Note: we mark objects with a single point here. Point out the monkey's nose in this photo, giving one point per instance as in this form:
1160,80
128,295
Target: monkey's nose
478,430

---

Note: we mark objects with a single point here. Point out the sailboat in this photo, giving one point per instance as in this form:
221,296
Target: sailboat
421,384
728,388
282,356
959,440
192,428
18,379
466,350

Problem to work on »
Using the listing, say how many lines include the word "objects", and add nothing else.

Output »
2